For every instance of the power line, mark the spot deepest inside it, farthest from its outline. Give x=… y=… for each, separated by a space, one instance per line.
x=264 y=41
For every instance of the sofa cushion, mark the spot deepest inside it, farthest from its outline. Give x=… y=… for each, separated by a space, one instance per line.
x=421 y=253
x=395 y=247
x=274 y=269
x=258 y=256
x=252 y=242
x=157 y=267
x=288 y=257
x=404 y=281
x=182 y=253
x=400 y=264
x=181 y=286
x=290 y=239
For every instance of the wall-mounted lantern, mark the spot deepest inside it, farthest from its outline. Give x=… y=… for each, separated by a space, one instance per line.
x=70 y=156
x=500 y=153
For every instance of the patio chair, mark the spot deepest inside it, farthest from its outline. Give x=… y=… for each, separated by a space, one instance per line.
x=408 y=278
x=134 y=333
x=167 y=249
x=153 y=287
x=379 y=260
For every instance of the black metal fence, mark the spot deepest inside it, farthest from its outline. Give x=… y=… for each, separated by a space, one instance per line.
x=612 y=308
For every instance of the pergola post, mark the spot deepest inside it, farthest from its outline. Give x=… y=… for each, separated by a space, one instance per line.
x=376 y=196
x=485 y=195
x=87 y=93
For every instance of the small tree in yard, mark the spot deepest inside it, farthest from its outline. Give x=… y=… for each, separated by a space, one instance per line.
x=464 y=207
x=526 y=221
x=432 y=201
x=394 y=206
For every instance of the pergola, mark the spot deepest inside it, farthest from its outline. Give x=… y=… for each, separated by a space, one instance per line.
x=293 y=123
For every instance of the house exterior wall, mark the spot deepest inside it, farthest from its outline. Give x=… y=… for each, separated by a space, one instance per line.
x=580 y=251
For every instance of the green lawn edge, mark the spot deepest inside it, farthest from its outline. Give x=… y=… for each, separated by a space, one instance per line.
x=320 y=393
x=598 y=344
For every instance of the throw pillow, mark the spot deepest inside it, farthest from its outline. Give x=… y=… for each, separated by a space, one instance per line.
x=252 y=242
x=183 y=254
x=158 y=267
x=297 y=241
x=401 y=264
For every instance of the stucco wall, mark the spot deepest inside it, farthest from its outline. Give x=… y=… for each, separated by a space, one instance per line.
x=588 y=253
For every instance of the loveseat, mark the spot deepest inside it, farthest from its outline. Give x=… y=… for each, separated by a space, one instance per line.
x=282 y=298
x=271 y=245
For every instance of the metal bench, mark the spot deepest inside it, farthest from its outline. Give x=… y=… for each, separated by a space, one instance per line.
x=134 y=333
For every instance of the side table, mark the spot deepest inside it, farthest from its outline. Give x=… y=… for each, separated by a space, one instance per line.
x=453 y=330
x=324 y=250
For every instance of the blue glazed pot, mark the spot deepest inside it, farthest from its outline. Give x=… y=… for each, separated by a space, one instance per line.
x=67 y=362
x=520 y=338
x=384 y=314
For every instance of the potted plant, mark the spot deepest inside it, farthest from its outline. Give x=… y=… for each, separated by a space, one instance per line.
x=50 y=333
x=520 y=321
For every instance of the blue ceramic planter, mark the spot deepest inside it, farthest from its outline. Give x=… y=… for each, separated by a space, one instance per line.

* ABOUT THIS EXERCISE *
Reproduce the data exactly, altering nothing.

* ANSWER TO THE EXERCISE *
For every instance of the power line, mark the spot deepest inside it, farthest from its outline. Give x=… y=… for each, separated by a space, one instance per line.
x=264 y=41
For every instance of the sofa cushion, mark the spot deepest inside it, farthest from its outline. Give x=… y=… for each, separated by a space, one instance per line.
x=421 y=253
x=395 y=247
x=274 y=269
x=258 y=256
x=252 y=242
x=157 y=267
x=288 y=257
x=404 y=281
x=182 y=253
x=400 y=264
x=181 y=286
x=290 y=239
For every instance of the wall-mounted lantern, mark the spot deepest inside it, farthest from its outline. Give x=… y=… for each, separated by a space, one instance per line.
x=70 y=156
x=500 y=153
For every instance of the patio chair, mark the spot deepest inside it, farthest from its outline. Give x=… y=… for each, separated by a space, one instance per line.
x=408 y=278
x=134 y=333
x=167 y=249
x=153 y=287
x=379 y=260
For every instance of the black metal fence, mark the spot deepest inside it, farthest from its outline. Give x=… y=… for each, separated by a space, one instance per line.
x=612 y=308
For every instance of the pergola post, mark the spot deepest inside it, farthest from its outline. Give x=… y=… for each, separated by a space, one instance per line.
x=376 y=196
x=485 y=195
x=87 y=93
For every instance of the small tree in yard, mark the spot deepest inside it, farthest from its outline. Give x=… y=… for each, separated by a space, one instance per line.
x=464 y=207
x=526 y=221
x=432 y=201
x=394 y=206
For every instance of the pergola, mark the spot deepest inside it, farthest from its outline. Give x=… y=… for each, separated by a space, one instance per line.
x=293 y=123
For every instance of the house exterior wall, mark the spot deepest inside it, farthest from its outline. Give x=… y=… for each, separated by a space, one instance per line.
x=580 y=251
For every instance of the green lawn edge, mark the spot deepest inside it, farthest from its outline. Give x=… y=… for each, separated by a space, one instance per line.
x=320 y=393
x=598 y=344
For every instance of the throw pillow, mark the spot deepest inside it, farthest from its outline. Give x=… y=… for each, separated by a space, one instance per line.
x=252 y=242
x=183 y=254
x=158 y=267
x=297 y=241
x=401 y=264
For every instance of the stucco wall, mark the spot deepest inside it, farthest from its outline. Give x=… y=… for each, separated by a space, one instance per line.
x=588 y=253
For every instance of the loveseat, mark the spot deepest inside it, farthest from its outline. Give x=… y=… for each, separated by a space, one instance per line.
x=282 y=298
x=271 y=245
For every instance of the metal bench, mark the spot deepest inside it, farthest from its outline. Give x=… y=… for each, separated by a space, one instance per line.
x=134 y=333
For every instance of the side table, mark the spot deepest inside it, farthest from its outline. Give x=… y=… for each, separated by a space, one instance per line.
x=453 y=330
x=324 y=250
For every instance of the blue glazed pot, mark the spot deepest inside it, farthest from its outline. Give x=… y=… for each, separated by a space, one instance per line.
x=67 y=362
x=520 y=338
x=384 y=314
For every instance of the potted plant, mark the spot deepest inside it, farthest from its outline. Give x=… y=… for each, separated by a space, one instance per line.
x=50 y=333
x=520 y=321
For every instance of the blue ceramic planter, mark the spot deepest inside it, farthest from its outline. Give x=… y=… for each, separated by a space, one instance per line.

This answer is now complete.